Stored entries

* Start *

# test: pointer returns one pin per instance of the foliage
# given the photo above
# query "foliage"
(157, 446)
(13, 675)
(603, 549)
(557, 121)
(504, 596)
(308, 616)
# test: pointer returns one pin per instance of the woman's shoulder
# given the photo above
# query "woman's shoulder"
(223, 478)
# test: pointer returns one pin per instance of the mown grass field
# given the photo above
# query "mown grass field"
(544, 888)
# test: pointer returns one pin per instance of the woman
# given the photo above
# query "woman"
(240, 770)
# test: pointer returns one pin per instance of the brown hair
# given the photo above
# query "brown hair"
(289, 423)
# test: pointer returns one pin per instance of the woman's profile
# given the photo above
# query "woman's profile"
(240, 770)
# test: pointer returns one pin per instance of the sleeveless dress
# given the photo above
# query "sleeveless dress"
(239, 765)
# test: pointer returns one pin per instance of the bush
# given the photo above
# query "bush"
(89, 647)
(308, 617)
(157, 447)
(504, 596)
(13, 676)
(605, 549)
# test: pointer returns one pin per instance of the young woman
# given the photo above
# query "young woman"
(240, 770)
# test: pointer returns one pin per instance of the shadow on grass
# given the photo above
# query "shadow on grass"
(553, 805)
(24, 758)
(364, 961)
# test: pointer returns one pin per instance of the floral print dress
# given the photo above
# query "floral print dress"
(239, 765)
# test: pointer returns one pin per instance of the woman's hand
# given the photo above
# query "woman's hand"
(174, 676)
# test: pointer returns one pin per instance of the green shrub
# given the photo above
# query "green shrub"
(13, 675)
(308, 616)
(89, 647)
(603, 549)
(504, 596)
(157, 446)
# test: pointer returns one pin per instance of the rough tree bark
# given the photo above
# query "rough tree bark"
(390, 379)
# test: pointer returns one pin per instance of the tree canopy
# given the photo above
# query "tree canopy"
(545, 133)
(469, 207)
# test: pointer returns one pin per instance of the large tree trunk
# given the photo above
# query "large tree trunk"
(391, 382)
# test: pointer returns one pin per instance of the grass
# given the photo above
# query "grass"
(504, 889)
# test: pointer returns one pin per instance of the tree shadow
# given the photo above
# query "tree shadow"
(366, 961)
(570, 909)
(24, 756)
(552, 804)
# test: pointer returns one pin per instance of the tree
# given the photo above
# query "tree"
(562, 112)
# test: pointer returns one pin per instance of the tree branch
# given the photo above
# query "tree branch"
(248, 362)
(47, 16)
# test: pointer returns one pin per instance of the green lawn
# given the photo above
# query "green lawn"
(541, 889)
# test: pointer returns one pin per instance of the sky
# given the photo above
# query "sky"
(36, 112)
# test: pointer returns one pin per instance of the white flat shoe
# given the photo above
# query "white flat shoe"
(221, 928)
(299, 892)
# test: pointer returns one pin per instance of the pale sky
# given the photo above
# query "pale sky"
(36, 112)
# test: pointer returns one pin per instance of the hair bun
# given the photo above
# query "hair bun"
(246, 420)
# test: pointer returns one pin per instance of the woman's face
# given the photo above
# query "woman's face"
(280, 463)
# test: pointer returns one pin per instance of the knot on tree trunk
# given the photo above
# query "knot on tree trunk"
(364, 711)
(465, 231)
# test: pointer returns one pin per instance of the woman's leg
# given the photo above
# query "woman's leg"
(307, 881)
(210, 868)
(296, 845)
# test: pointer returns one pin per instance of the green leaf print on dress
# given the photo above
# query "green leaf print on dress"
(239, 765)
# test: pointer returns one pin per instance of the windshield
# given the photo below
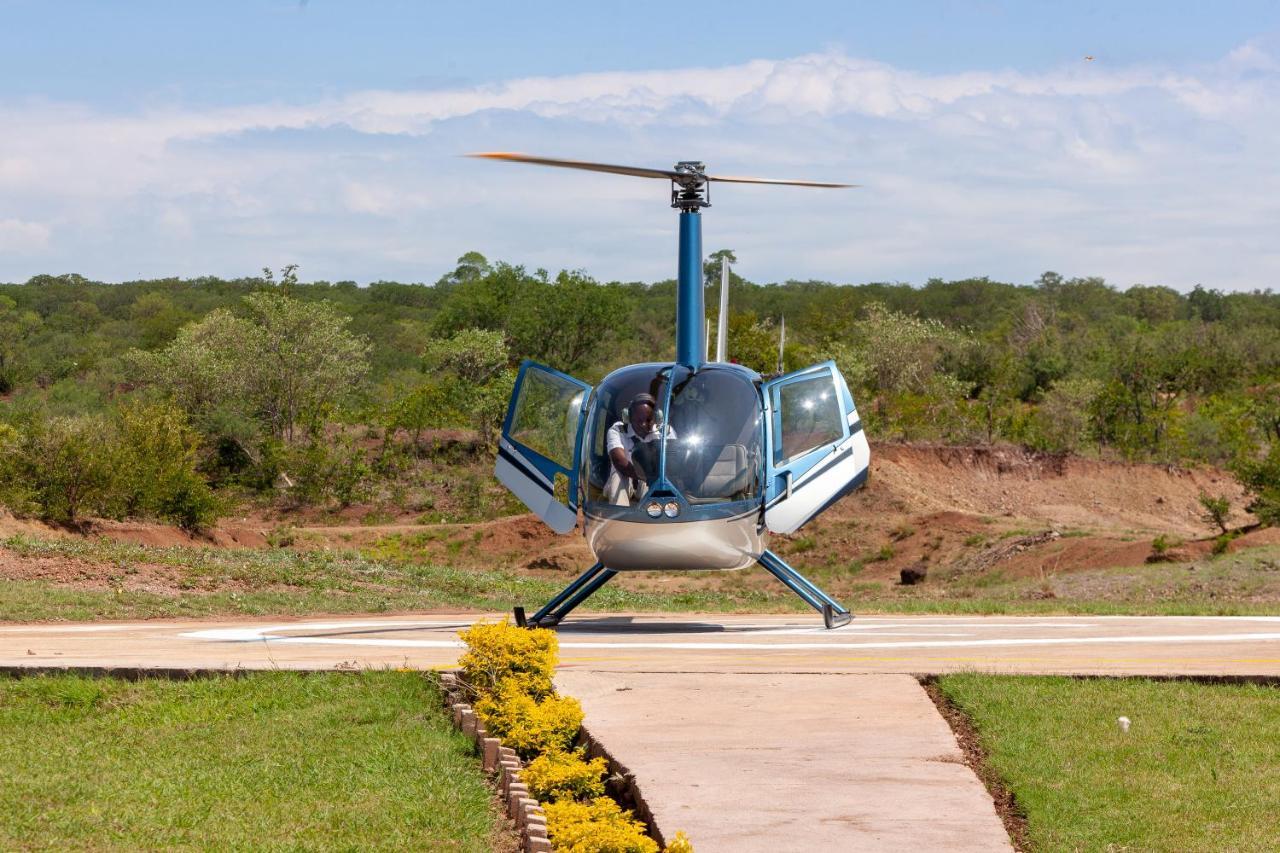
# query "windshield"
(714, 443)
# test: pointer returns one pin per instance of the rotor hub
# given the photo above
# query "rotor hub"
(690, 191)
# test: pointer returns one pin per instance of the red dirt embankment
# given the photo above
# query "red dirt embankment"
(964, 509)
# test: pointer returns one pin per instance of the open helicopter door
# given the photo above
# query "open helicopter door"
(817, 450)
(538, 454)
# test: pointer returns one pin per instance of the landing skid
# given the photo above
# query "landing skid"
(832, 614)
(557, 609)
(590, 580)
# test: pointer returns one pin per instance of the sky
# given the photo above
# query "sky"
(1136, 141)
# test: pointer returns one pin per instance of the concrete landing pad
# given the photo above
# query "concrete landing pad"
(681, 643)
(791, 762)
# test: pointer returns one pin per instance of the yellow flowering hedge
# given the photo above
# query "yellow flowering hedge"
(597, 826)
(499, 652)
(679, 844)
(510, 669)
(528, 725)
(553, 776)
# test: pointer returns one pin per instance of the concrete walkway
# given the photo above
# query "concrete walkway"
(777, 762)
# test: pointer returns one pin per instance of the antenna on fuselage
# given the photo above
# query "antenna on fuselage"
(782, 340)
(722, 324)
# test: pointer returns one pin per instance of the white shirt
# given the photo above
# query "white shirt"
(621, 436)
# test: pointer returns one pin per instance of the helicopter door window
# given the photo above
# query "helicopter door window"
(809, 416)
(545, 416)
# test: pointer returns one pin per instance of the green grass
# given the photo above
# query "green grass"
(1197, 770)
(269, 761)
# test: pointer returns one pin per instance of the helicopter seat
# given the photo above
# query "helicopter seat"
(728, 477)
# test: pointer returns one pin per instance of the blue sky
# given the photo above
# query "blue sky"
(155, 138)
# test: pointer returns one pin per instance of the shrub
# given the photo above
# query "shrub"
(565, 775)
(1262, 480)
(68, 466)
(528, 725)
(598, 826)
(1215, 510)
(158, 466)
(499, 652)
(328, 469)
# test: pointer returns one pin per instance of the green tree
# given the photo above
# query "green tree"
(284, 365)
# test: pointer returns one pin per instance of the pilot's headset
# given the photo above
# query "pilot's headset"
(644, 397)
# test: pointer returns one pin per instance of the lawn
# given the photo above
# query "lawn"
(1198, 769)
(268, 761)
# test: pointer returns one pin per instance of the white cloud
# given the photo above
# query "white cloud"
(1136, 173)
(23, 237)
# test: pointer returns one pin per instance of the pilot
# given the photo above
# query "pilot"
(626, 480)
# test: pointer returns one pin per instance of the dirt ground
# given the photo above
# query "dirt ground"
(950, 511)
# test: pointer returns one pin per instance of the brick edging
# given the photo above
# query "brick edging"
(521, 807)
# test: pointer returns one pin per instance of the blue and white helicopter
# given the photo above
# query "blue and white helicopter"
(685, 465)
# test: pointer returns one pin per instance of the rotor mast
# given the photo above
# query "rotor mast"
(689, 195)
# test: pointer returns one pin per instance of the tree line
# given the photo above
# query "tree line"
(328, 386)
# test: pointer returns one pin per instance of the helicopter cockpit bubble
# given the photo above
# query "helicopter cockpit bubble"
(711, 448)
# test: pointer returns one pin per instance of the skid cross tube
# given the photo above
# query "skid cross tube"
(832, 614)
(583, 588)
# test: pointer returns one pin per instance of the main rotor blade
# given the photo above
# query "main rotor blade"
(670, 174)
(785, 183)
(576, 164)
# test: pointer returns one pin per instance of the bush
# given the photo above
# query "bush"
(68, 466)
(158, 468)
(1215, 510)
(565, 775)
(528, 725)
(1262, 480)
(328, 469)
(499, 653)
(599, 826)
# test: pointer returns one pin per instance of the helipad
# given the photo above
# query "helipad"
(917, 644)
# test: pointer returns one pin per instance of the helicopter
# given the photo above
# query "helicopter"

* End *

§ PROBLEM REQUIREMENTS
Leave out the pictures and print every line of the data exactly.

§ ANSWER TO THE TASK
# test: pointer returns one pin per instance of the foliage
# given the photo above
# query "foliage"
(157, 446)
(13, 675)
(603, 549)
(557, 121)
(504, 596)
(308, 616)
# test: pointer returns one pin per instance of the woman's shoulder
# given the photo above
# query "woman's shoulder"
(223, 478)
# test: pointer returns one pin per instance of the mown grass field
# given the photo above
# query "mown grass field"
(544, 888)
# test: pointer returns one pin per instance of the woman
# given the photo above
# query "woman"
(240, 770)
# test: pointer returns one pin per instance of the brown hair
# given the photo above
# query "brown hair"
(289, 423)
# test: pointer returns one pin per instance of the woman's profile
# given the photo above
# query "woman's profile"
(240, 770)
# test: pointer returns one pin per instance of the sleeveless dress
# given the photo above
# query "sleeveless dress"
(239, 765)
# test: pointer returns one pin per instance of the bush
# given the photo above
# query "bush"
(89, 647)
(308, 617)
(157, 447)
(504, 596)
(13, 676)
(605, 549)
# test: pointer returns one pin per instance of the young woman
# given the photo above
# query "young woman"
(240, 770)
# test: pointer returns one pin per instance of the shadow on grass
# given the photo above
# query "shadow on grass"
(553, 805)
(24, 758)
(364, 961)
# test: pointer returns one pin per instance of the floral print dress
# given the photo above
# query "floral print dress"
(239, 765)
# test: pointer returns one pin per instance of the woman's hand
# given the photo above
# query "woman's hand"
(174, 676)
# test: pointer returns one pin per instance of the green shrub
# given the photo above
# query "green shrub"
(13, 675)
(308, 616)
(89, 647)
(603, 549)
(504, 596)
(157, 446)
# test: pointer returns one pin per instance of the rough tree bark
# given the photo above
# query "rough tree bark"
(390, 379)
# test: pointer returns one pin per instance of the tree canopy
# given the photo above
# query "tree canopy"
(545, 133)
(469, 207)
# test: pointer returns one pin per instance of the large tree trunk
# given the photo above
# query "large tree trunk"
(391, 382)
# test: pointer returns one pin per instance of the grass
# given the photo above
# query "grass"
(504, 889)
# test: pointer returns one pin per instance of the tree shadow
# given the photo above
# query "tree shadow"
(366, 961)
(570, 909)
(24, 756)
(552, 804)
# test: pointer returns one pin per instance of the tree
# given the photo above
# query "tree"
(562, 112)
# test: pointer returns one pin per instance of the tree branch
# given the photo above
# query "tree branch"
(248, 362)
(47, 16)
# test: pointer returns one pin per instance of the green lawn
# given the photo above
# query "green lawn"
(541, 889)
# test: pointer returns one pin per instance of the sky
# given the photo above
# query "sky"
(36, 112)
# test: pointer returns one pin per instance of the white flat shoe
# given the photo above
# query "white flat shoe"
(221, 928)
(299, 892)
# test: pointer returns one pin per instance of the pale sky
# given the photo above
# query "pale sky"
(36, 112)
# test: pointer returns one pin per instance of the hair bun
# given the photo above
# query "hair bun"
(246, 420)
# test: pointer returns one pin per instance of the woman's face
# given the photo above
# query "woman's face"
(280, 463)
# test: pointer returns one pin per instance of the knot on tree trunk
# given the photo above
# query "knot on tree trunk"
(364, 711)
(465, 231)
# test: pointer returns one pin per instance of the woman's leg
# given the photo above
# query "woman's leg"
(307, 881)
(210, 868)
(296, 845)
# test: pointer returns one pin per instance of the green leaf print on dress
# given the photo above
# query "green leaf print on dress"
(239, 765)
# test: pointer returns one pin per instance of the windshield
# given the photo below
# query "windshield"
(714, 443)
# test: pointer returns one pin per instance of the rotor hub
# given the photo above
# query "rotor hub"
(690, 191)
# test: pointer returns one pin per instance of the red dirt embankment
# given the photo above
# query "red dirt embankment"
(964, 509)
# test: pointer returns one pin per instance of the open helicopter door
# given the photo above
# query "open helicopter door"
(817, 450)
(538, 454)
# test: pointer returns one pin per instance of the landing skid
# given the photo above
# query "landing skid"
(832, 614)
(557, 609)
(590, 580)
# test: pointer returns one pin per instance of the sky
# given the photo above
# query "sky"
(1136, 141)
# test: pointer returns one pin per instance of the concrete landing pad
# given the photo above
# query "concrete landing pad"
(681, 643)
(791, 762)
# test: pointer returns one pin per instance of the yellow flowering hedge
# given the photo above
# query "yellow flowering hedge"
(597, 826)
(499, 652)
(679, 844)
(510, 669)
(528, 725)
(553, 776)
# test: pointer returns one pin per instance of the concrete walkway
# given the photo above
# query "concrete walkway"
(777, 762)
# test: pointer returns one pin per instance of the antenna on fuselage
# given the photo above
# query "antenna on fuselage"
(782, 340)
(722, 324)
# test: pointer returns one pin per instance of the white shirt
# given the photo above
# query "white shirt"
(621, 436)
# test: pointer returns one pin per instance of the helicopter door window
# given the photo above
# query "helicopter door window"
(809, 416)
(545, 416)
# test: pointer returns one pin per instance of the green grass
# given the photo above
# query "green grass"
(1197, 770)
(269, 761)
# test: pointer returns one pin per instance of the helicopter seat
# given the photo above
# query "helicopter seat"
(728, 477)
# test: pointer returns one pin per instance of the blue sky
# given the photo above
# query "blue sky"
(155, 138)
# test: pointer returns one pin per instance of the shrub
# given the photo above
# query "shrub"
(565, 775)
(1262, 480)
(68, 466)
(528, 725)
(598, 826)
(1215, 510)
(158, 466)
(499, 652)
(328, 469)
# test: pointer returns one pin per instance of the green tree
# given the photo above
# query "green tree"
(284, 365)
# test: pointer returns one pin per instance of the pilot's headset
# given the photo above
# query "pilot's headset"
(644, 397)
# test: pointer returns one pin per instance of the lawn
# given the photo above
# query "lawn"
(1198, 769)
(268, 761)
# test: pointer returns one pin per instance of the white cloud
# given the photo above
# query "white cloud"
(1136, 173)
(23, 237)
# test: pointer returns one pin per instance of the pilot
# given the photo above
# query "pilot"
(626, 480)
# test: pointer returns one pin per instance of the dirt ground
# given the photo above
# query "dirt ground"
(950, 511)
# test: pointer returns one pin per instance of the brick edging
# given the photo above
# query "brick edging"
(521, 807)
# test: pointer returns one pin per instance of the blue and white helicopter
# given the photo above
# query "blue and white helicopter"
(685, 465)
# test: pointer returns one pin per instance of the rotor mast
# given the photo above
# query "rotor mast"
(689, 195)
# test: pointer returns one pin per instance of the tree line
# given the photo above
# query "tree line"
(328, 386)
# test: pointer returns one pin per instance of the helicopter cockpit bubble
# given the photo above
# query "helicopter cockpit bubble"
(711, 448)
# test: pointer returns one pin per instance of the skid cross tube
# given the photo above
# query "skid cross tube"
(832, 614)
(583, 588)
# test: pointer returns one pin per instance of the main rotor blade
# given the photo above
# query "main rotor blade"
(670, 174)
(785, 183)
(576, 164)
# test: pointer returns one pin per instance of the bush
# given the photo above
# query "bush"
(68, 466)
(158, 468)
(1215, 510)
(565, 775)
(528, 725)
(1262, 480)
(328, 469)
(499, 653)
(599, 826)
# test: pointer returns one pin per instance of the helipad
# given the photo above
# query "helipad"
(917, 644)
# test: pointer returns one pin per instance of the helicopter
# given the photo above
# query "helicopter"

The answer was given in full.